## Set exercise
Copy out every line from the start of the entries through the line containing "[(275, 200)]", requests included, and move each coordinate in the answers by adding 126 to every number.
___ Material for this exercise ___
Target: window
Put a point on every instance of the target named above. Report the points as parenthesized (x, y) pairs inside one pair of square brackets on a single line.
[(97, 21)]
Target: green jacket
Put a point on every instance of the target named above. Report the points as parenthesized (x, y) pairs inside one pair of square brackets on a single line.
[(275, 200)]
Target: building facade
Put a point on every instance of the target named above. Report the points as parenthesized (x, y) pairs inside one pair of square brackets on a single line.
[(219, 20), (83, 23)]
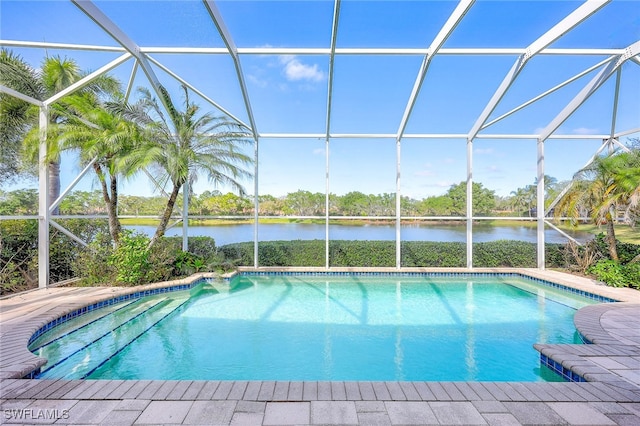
___
## Correct result
Target: window
Put a point on every instance of the target named above. Report the points as parenthesized (x, y) pairs inside one pair of square brackets on a single line.
[(223, 147)]
Target: green jacket
Put a point on every instance of the target named above. Report the points as parenthesized (x, y) pairs inside one pair of square brackets on a single line.
[(401, 326)]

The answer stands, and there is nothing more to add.